Énoncé: Poursuivez l'article ci-dessous sur le retrait des États-Unis de l'Accord de Paris, en enchaînant après sa dernière phrase.

Texte fourni:
Accord de Paris : ce que le retrait de Trump implique réellement

Martin Goujon

Accord de Paris : ce que le retrait de Trump implique réellement

Le président Donald Trump a signé un décret lundi pour retirer une nouvelle fois les Etats-Unis de l’Accord de Paris sur le climat. Cette décision a instantanément mis le pays à l’écart de l’effort mondial visant à endiguer le réchauffement climatique.

Cette fois-ci, ce retrait pourrait avoir des conséquences plus profondes, puisqu’il prendra effet plus rapidement, et intervient à un moment où le nouveau président a plus d’alliés d’extrême droite aux Etats-Unis et à l’étranger.

Le décret indique que les Etats-Unis considèrent que le retrait prend effet “immédiatement”. Il ne mentionne pas la période de préavis d’un an prévue par le traité climatique.

Trump l’a signé en fanfare quelques heures à peine après son entrée en fonction, au moment où les catastrophes climatiques se multiplient dans le monde, notamment les feux de forêt dévastateurs de Los Angeles, et alors que l’année dernière a été la plus chaude jamais enregistrée. Cette décision marque le lancement d’un programme agressif visant à revenir sur la politique climatique des Etats-Unis, sous l’impulsion d’un président enhardi qui invite à s’opposer aux fondements scientifiques du changement climatique.

Cette sortie, annoncée depuis longtemps, annulera la promesse faite par les Etats-Unis sous Joe Biden de réduire les émissions de gaz à effet de serre de 66% en l’espace d’une décennie. Elle remet également en question une série d’autres engagements américains, tels que l’octroi de milliards de dollars de soutien aux pays pauvres, victimes de vagues de chaleur, d’inondations et d’une montée des eaux inédites.

L’action de Trump augmente également les chances que, sans le leadership des Etats-Unis, le monde prenne encore plus de retard par rapport à l’objectif de l’Accord de Paris de limiter le réchauffement de la planète à 1,5°C, un seuil qui pourrait accélérer le rythme des dommages. Les Etats-Unis sont, après la Chine, les deuxièmes émetteurs de carbone, qui fait grimper les températures mondiales.

Données affichées:
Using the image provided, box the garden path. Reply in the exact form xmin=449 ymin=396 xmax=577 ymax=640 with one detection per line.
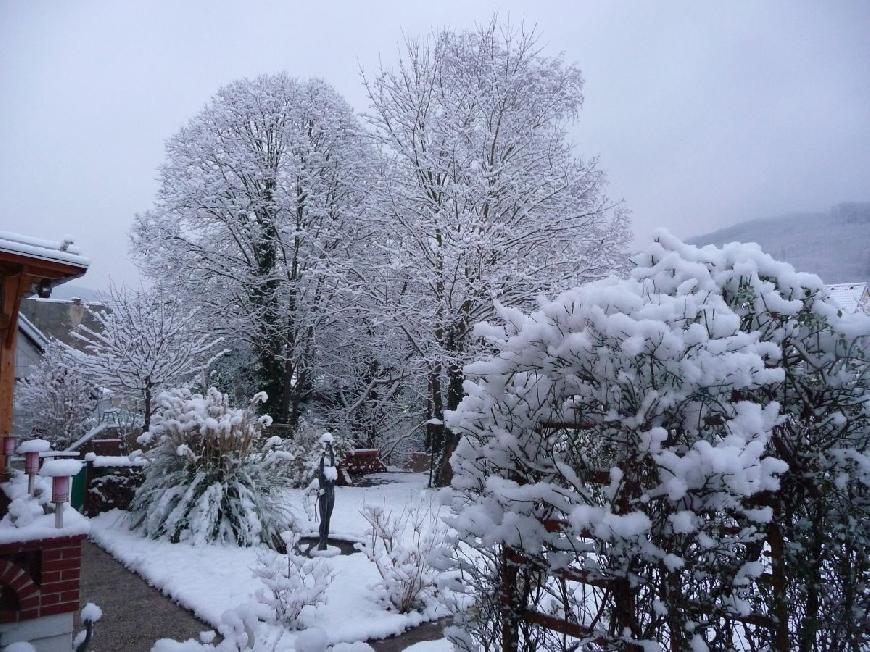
xmin=366 ymin=618 xmax=450 ymax=652
xmin=81 ymin=541 xmax=211 ymax=652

Réponse attendue:
Les Etats-Unis avaient déjà pris du retard par rapport à leurs objectifs climatiques pour 2030, malgré les efforts déployés par l’ancien président Joe Biden, qui a consacré des centaines de milliards de dollars aux énergies propres. Trump a accompagné son retrait de l’Accord de Paris d’une série de décrets visant à revenir sur le travail de Biden, notamment en déclarant une urgence énergétique nationale qui, selon lui, permettrait de débloquer ce qu’il appelle “l’or liquide” de l’Amérique.

“On va forer, bébé, forer” (“drill, baby, drill”), a proclamé Trump lors de son discours d’investiture. “Nous avons quelque chose qu’aucune autre nation industrielle n’aura jamais, la plus grande quantité de pétrole et de gaz de tous les pays de la planète, et nous allons l’utiliser.”

La Maison-Blanche n’a pas perdu de temps pour annoncer le retrait de l’Accord de Paris, en le mentionnant dans un communiqué de presse moins de trente minutes après la prestation de serment de Trump.

Le nouveau président a officialisé sa décision quelques heures plus tard, devant une foule nombreuse au Capital One Arena de Washington, en signant un décret ordonnant le retrait, ainsi qu’une lettre de notification aux Nations unies. “Je me retire immédiatement de l’Accord de Paris sur le climat, qui est une escroquerie injuste et à sens unique”, a déclaré Trump devant le public, soulignant que réduire les émissions ne fonctionne que si tout le monde s’y met. “Les Etats-Unis ne saboteront pas leurs propres industries pendant que la Chine pollue en toute impunité.”

Il a ajouté — sans fondement — que le retrait de ce traité non contraignant permettrait aux Etats-Unis d’économiser “plus de 1 000 milliards” de dollars.

Au cours de son premier mandat, ses conseillers ont débattu pendant des mois de la question de savoir si les Etats-Unis devaient se retirer de l’Accord de Paris, un choix qu’il a finalement annoncé dans la roseraie de la Maison-Blanche en juin 2017. Cette décision a été rapidement condamnée par des dirigeants du monde entier et des chefs d’entreprise, dont Elon Musk, qui a tweeté à l’époque : “Le changement climatique est réel. Quitter l’Accord de Paris n’est bon ni pour l’Amérique ni pour le monde.”

Biden a immédiatement réintégré le traité dès son entrée en fonction il y a quatre ans, ce qui a permis de présenter ce retrait comme une aberration dans l’engagement des Etats-Unis à lutter contre le changement climatique.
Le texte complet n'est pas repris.